= RECORDED INFORMATION =
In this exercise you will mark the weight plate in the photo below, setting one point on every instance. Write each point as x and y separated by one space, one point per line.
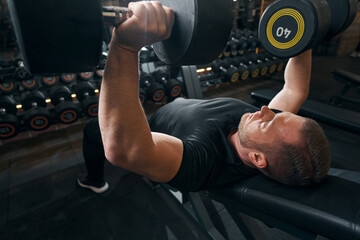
60 93
86 75
68 77
9 126
35 98
58 36
200 33
30 84
8 87
22 74
91 106
99 73
245 75
84 89
37 119
289 27
67 112
49 81
9 104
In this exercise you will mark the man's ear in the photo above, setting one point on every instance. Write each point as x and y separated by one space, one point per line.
258 159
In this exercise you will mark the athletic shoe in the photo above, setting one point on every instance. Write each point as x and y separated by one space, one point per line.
98 187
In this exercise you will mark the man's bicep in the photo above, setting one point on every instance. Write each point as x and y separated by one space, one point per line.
287 101
165 157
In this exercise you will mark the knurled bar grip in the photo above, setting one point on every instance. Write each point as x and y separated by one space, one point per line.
114 16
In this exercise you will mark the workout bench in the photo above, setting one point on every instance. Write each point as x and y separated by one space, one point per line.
330 209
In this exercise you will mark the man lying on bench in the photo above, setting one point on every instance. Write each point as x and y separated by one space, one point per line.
198 144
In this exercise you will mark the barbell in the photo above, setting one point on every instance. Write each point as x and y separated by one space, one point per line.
290 27
66 36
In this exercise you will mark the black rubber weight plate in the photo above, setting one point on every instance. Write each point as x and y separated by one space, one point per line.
200 33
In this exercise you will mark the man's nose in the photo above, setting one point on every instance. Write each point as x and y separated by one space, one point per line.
266 114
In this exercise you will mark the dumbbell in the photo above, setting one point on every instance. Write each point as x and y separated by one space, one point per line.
173 87
37 117
197 36
20 72
8 87
99 73
154 90
227 50
68 78
9 122
230 75
86 76
66 111
30 84
290 27
48 81
142 95
85 93
242 69
144 55
234 47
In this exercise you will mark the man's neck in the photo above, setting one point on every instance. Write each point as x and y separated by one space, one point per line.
240 151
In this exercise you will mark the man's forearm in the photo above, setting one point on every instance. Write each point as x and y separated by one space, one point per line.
121 117
296 87
298 73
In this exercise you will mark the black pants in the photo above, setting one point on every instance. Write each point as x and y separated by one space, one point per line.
93 151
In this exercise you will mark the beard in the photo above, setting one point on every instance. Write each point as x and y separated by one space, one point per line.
244 139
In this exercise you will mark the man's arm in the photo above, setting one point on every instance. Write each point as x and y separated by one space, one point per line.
127 138
296 87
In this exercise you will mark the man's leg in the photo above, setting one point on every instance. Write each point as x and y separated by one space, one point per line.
94 156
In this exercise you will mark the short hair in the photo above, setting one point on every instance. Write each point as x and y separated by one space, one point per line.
305 163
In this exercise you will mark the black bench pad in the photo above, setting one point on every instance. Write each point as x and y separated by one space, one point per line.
331 115
331 209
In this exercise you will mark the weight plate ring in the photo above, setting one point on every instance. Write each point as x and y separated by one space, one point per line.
299 34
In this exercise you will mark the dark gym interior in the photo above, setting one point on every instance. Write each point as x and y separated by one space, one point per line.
39 196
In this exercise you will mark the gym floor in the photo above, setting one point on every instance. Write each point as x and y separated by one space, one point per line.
39 198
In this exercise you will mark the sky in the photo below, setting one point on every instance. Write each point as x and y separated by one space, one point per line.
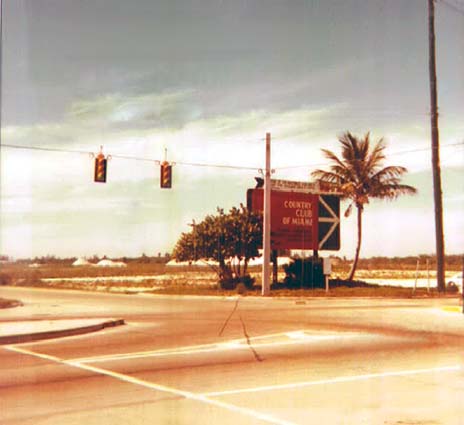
202 82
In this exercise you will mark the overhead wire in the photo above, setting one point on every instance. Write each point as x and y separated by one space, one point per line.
206 165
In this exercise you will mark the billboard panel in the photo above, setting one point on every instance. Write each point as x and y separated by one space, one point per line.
294 218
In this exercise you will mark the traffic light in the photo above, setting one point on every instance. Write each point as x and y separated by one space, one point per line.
166 175
100 168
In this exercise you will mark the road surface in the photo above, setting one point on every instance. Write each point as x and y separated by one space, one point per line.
191 360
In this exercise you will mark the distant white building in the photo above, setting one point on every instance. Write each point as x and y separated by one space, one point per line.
110 263
81 262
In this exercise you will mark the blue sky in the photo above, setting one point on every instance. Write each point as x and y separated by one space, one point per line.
206 79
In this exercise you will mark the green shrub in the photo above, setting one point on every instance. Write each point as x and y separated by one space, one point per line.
231 283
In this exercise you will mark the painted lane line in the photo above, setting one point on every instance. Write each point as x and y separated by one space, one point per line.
157 387
337 380
290 338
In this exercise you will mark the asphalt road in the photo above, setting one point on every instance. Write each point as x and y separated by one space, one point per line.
189 360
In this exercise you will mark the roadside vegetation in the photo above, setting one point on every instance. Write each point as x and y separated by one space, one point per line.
157 277
359 175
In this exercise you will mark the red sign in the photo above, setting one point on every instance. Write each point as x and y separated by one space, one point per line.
294 218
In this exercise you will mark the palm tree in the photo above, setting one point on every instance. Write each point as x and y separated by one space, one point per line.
359 175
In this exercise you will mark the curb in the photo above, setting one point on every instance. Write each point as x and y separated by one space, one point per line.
59 333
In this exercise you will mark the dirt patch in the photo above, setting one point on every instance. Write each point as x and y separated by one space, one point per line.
5 303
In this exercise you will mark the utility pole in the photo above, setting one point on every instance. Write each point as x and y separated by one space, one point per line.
437 190
265 287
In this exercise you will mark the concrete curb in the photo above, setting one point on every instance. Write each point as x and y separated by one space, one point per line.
59 333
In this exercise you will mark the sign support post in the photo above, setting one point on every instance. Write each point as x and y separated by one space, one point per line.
265 287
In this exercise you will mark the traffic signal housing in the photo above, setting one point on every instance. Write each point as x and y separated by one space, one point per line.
166 175
100 168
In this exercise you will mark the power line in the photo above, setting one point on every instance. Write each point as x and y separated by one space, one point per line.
390 154
455 5
204 165
134 158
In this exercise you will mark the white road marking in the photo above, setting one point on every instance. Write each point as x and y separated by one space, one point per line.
156 387
263 341
336 380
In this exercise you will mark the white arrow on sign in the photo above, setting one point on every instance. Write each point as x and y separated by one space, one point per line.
334 219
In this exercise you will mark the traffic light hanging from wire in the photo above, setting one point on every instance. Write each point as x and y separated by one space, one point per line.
100 168
166 175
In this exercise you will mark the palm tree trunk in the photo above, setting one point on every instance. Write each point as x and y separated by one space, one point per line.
358 245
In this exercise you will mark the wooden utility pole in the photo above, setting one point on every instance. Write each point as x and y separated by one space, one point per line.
437 190
265 288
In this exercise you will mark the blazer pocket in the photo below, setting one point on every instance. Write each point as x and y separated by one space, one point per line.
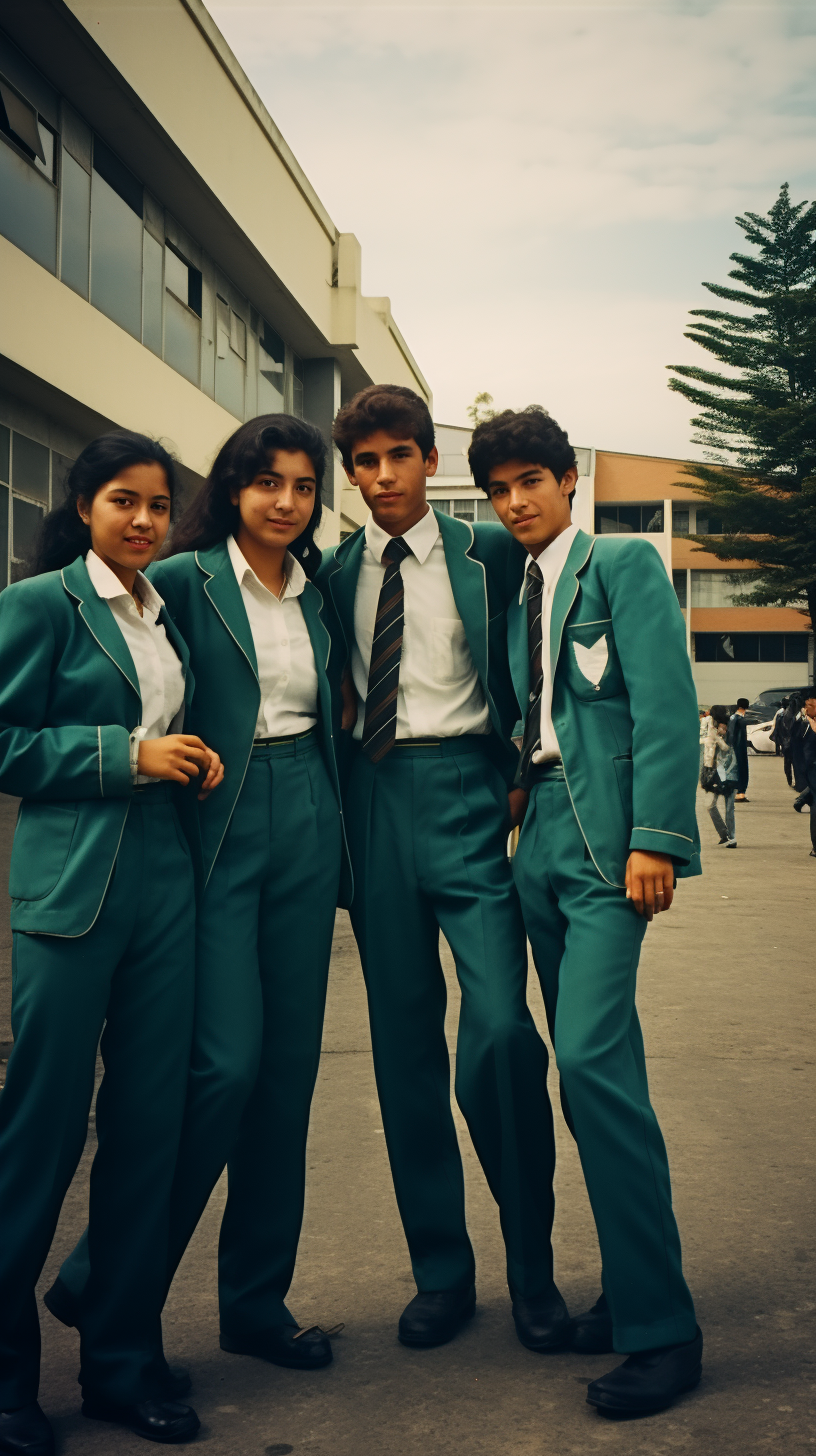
450 655
41 848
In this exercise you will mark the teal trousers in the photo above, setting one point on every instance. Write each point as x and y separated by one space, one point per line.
131 974
427 837
264 939
586 939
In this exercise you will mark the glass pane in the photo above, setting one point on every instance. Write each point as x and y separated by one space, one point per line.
26 520
182 341
152 294
115 256
28 216
29 466
796 647
771 647
652 517
76 226
3 536
705 647
628 519
605 520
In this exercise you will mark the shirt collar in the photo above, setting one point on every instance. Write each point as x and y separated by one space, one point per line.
293 571
551 559
421 537
108 586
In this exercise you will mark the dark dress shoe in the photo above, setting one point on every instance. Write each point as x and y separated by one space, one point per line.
649 1381
542 1324
592 1332
25 1431
287 1346
433 1318
165 1421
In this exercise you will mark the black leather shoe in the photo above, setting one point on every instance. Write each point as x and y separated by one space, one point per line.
649 1381
590 1334
287 1346
25 1431
436 1316
61 1303
542 1324
165 1421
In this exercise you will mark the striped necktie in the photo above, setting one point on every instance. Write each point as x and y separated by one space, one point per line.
532 721
379 727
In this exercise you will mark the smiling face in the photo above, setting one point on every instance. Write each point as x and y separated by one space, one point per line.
128 519
392 476
276 507
531 503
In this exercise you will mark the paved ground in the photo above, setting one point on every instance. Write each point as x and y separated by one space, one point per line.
727 1006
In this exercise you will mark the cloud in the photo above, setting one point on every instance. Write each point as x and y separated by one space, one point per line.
525 176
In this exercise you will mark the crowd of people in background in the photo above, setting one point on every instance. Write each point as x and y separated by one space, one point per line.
724 769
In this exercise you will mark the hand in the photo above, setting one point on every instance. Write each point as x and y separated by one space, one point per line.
178 757
214 775
518 801
348 702
650 883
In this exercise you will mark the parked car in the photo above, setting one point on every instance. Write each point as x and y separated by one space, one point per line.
759 737
767 703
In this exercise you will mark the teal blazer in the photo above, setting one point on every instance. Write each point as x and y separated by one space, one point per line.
69 702
624 705
204 602
484 565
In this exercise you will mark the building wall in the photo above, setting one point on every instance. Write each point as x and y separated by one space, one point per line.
166 265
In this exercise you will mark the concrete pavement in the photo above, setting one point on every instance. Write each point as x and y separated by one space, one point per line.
726 998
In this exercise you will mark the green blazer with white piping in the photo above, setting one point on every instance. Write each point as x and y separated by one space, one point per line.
484 567
69 701
624 705
204 600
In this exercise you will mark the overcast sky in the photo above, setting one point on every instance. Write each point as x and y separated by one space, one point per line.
541 188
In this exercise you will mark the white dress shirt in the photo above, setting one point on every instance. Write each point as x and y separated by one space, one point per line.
156 661
439 695
283 648
551 565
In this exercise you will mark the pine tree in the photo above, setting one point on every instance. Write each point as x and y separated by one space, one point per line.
758 417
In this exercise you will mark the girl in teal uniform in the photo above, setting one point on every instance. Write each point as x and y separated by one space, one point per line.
93 687
270 849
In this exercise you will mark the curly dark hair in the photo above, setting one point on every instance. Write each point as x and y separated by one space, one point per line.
392 408
212 516
520 434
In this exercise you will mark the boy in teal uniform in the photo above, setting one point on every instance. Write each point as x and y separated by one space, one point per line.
609 757
421 600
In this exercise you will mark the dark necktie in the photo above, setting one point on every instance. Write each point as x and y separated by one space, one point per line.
532 721
379 727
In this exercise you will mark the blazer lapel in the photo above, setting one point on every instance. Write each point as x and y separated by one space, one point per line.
99 620
343 583
566 593
225 594
468 586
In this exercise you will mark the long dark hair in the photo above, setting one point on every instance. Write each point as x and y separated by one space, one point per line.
63 535
212 516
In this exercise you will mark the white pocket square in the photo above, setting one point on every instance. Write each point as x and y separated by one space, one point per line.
592 660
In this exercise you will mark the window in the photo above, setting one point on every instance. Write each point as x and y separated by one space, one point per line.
182 316
751 647
719 588
115 240
271 372
624 520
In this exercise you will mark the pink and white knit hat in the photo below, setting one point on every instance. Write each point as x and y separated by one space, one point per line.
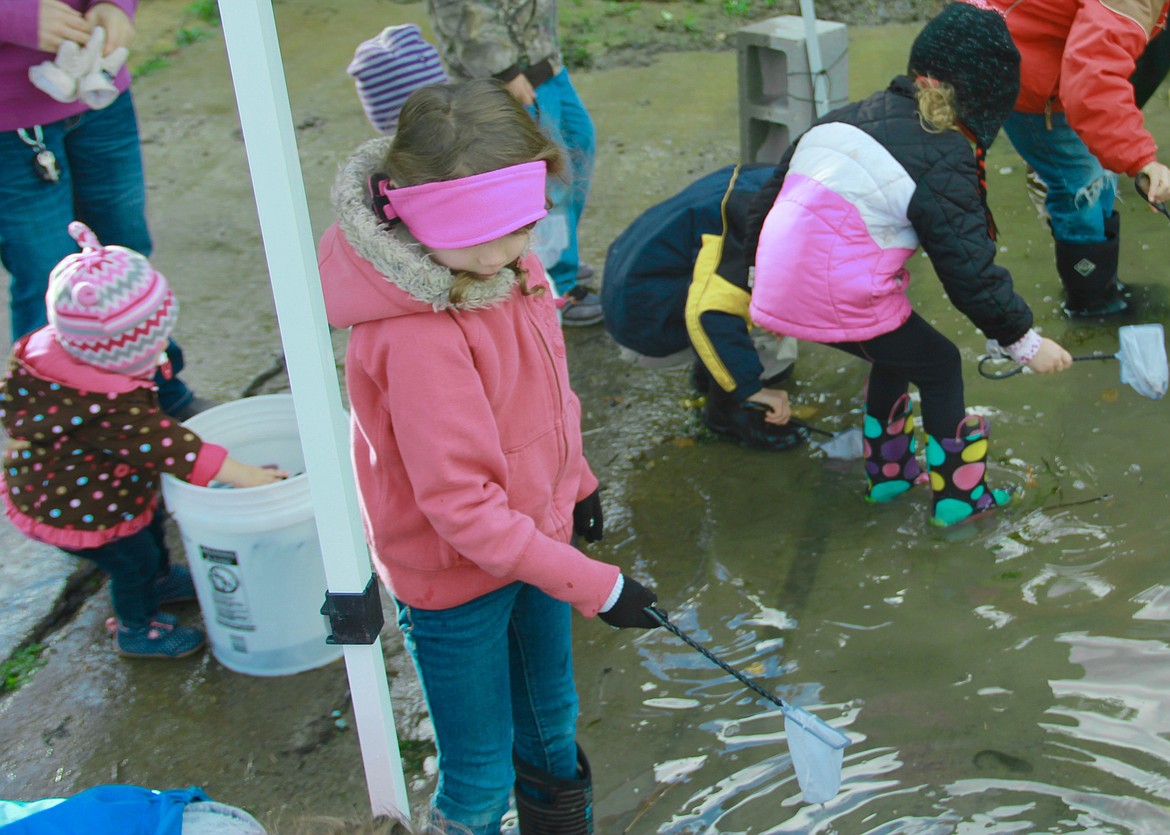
110 308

= TO BE DONE =
The required output is the lines from the one containing "In this exercise you will mark the curly" through the end of the records above, reproduced exactly, with no pictures.

= CORRECT ANSWER =
In this exercise you will mark the curly dark hair in the photo above, setting one point on every instance. Write each point as x and y separated by one space, one point per line.
392 408
212 516
520 434
In this exercise you will mark the boy in teal uniform in the photo above, setting one point on every instance. Write each point as x and y separated by one space, one point per line.
609 757
421 600
In this exercise you will mark the dark necktie in the photo above, setting one point on every instance. Write each point as x and y separated by one space, one point per line.
532 721
379 727
In this exercise you will mark the blazer lapel in the photo above, setting one point on every instance. Write each point as x and y separated by one space, one point per line.
99 620
343 583
566 593
225 594
468 586
In this exercise you will mark the long dark hair in the photo above, setting one point on every instance. Write each point as x and y separated by one space, one point per line.
63 535
212 516
In this exercise you will mark the white pocket square in the photo above, setting one point on every instance. Write each point as x and y separated by one space, one point per line.
592 660
In this exercise you will mark the window in the photo above, setting one point on every instance. Write each point as x and y separated by one space, one point per line.
182 316
751 647
719 588
115 240
271 372
624 520
In this exercise you will mark the pink and white knit hat in the photo below, setting one point on every instance. Write each point as x and y separated by one space, one point per line.
110 308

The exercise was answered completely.